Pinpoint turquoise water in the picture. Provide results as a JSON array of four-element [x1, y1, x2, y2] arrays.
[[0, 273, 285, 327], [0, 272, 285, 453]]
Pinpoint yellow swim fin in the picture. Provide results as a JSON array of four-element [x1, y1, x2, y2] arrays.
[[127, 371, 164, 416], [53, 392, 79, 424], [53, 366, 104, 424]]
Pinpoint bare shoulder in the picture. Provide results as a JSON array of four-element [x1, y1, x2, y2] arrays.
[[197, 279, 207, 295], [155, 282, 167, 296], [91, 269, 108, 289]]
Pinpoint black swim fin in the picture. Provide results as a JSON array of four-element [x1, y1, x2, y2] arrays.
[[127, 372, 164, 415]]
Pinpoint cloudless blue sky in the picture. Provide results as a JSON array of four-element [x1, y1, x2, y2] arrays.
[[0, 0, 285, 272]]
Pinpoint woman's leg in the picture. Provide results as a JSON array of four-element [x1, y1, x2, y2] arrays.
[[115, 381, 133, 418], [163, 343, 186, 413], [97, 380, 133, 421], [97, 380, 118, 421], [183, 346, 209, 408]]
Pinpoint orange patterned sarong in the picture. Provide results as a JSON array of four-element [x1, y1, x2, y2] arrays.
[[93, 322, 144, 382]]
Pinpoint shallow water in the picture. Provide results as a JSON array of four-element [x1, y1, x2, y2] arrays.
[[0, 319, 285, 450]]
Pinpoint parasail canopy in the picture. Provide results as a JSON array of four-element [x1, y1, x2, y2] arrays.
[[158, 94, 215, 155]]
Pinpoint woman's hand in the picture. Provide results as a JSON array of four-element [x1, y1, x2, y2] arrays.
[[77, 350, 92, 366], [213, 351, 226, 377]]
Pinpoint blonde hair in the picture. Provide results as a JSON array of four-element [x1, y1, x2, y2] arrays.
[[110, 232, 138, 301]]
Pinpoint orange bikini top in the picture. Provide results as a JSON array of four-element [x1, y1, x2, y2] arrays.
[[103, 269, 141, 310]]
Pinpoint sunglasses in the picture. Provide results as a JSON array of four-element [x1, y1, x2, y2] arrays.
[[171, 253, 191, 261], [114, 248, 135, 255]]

•••

WHAT TO DO
Reproduce each of the entries above word for word, without altering anything.

WORKED ANSWER
Pinpoint turquoise water in the picture. Provide results as a JSON array of four-element [x1, y1, x2, y2] arrays.
[[0, 273, 285, 327], [0, 272, 285, 453]]
Pinpoint yellow swim fin in the picture. Provide results as a JSON array of four-element [x1, y1, x2, y2] arrays.
[[127, 371, 164, 416], [53, 392, 79, 424], [53, 366, 104, 424]]
Pinpoint bare shoulder in the picture. Provide results as a JSON array of four-element [x1, y1, x2, y2] arrays.
[[197, 279, 207, 295], [155, 282, 167, 296], [91, 269, 108, 289]]
Pinpoint black swim fin in the picture. Provide results as a JSON array of four-element [x1, y1, x2, y2] arrays.
[[127, 372, 164, 415]]
Pinpoint cloudless blue sky in the picture. Provide results as a JSON array of four-element [x1, y1, x2, y2] arrays.
[[0, 0, 285, 272]]
Pinpoint woman's leg in the picture. Provide results as a JSON array of four-element [x1, y1, x2, y2] arrays.
[[115, 381, 133, 418], [163, 343, 186, 413], [97, 380, 133, 421], [97, 380, 118, 421], [183, 346, 209, 408]]
Pinpoint orange patterned sarong in the picture. Provide results as a JSON array of four-element [x1, y1, x2, y2] arrays.
[[93, 322, 144, 382]]
Pinpoint shallow water in the picture. Provide results as a JSON array of four-element [x1, y1, x2, y2] arrays.
[[0, 319, 285, 450]]
Pinpoint parasail canopy in the picture. Provide results as a JSON array of four-element [x1, y1, x2, y2] arrays.
[[158, 94, 215, 155]]
Pinpoint woman's hand in the picture. Provide results as a JSON array of four-element [x1, y1, x2, y2] arrays.
[[77, 350, 92, 366], [213, 351, 226, 377]]
Pinpoint blonde hair in the picture. Provide results as a JSON array of four-element [x1, y1, x2, y2] arrays.
[[110, 232, 138, 301]]
Pinpoint orange bikini top in the picture. Provide results as a JSON array of four-element [x1, y1, x2, y2] arrays.
[[103, 269, 141, 310]]
Pinpoint sunglasses in the picture. Provide results as a JSON array of four-element [x1, y1, x2, y2] arrays.
[[171, 253, 191, 261], [114, 248, 135, 255]]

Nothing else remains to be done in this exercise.